Written problem:
Can you print the material below word for word, leaving out the pictures?

Point annotation dataset records:
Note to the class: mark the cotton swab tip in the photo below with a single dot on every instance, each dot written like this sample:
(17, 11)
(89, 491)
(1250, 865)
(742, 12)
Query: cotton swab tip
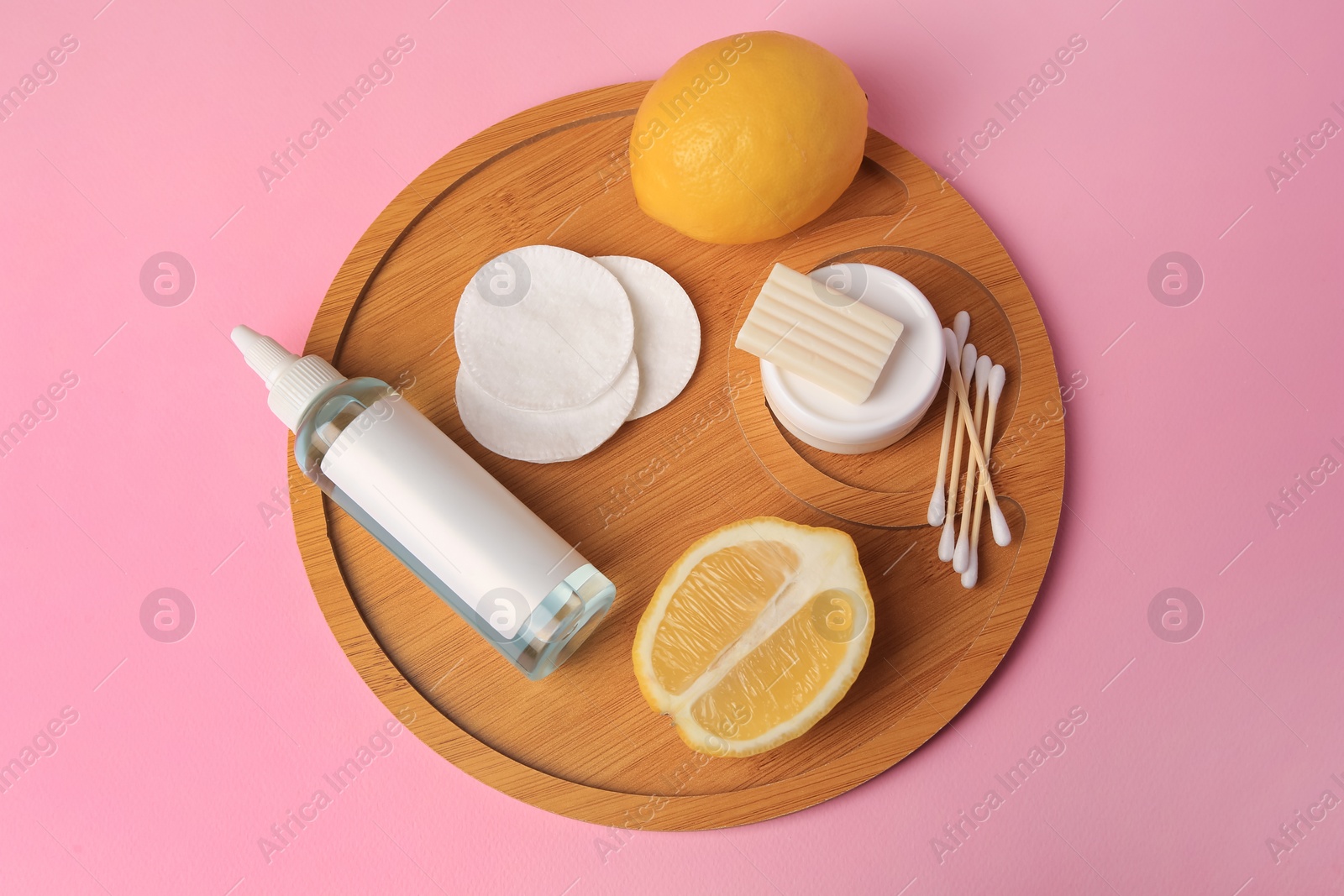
(961, 325)
(937, 506)
(948, 542)
(998, 376)
(968, 362)
(983, 367)
(1003, 537)
(949, 345)
(972, 574)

Task result:
Note to the class: mark the cotton swab tip in the photo below with a single dot on every instance, each dot written like this sample:
(17, 11)
(89, 491)
(1250, 865)
(742, 12)
Query: cotton swab tip
(961, 325)
(937, 506)
(948, 542)
(998, 376)
(968, 362)
(983, 367)
(1003, 537)
(949, 345)
(972, 574)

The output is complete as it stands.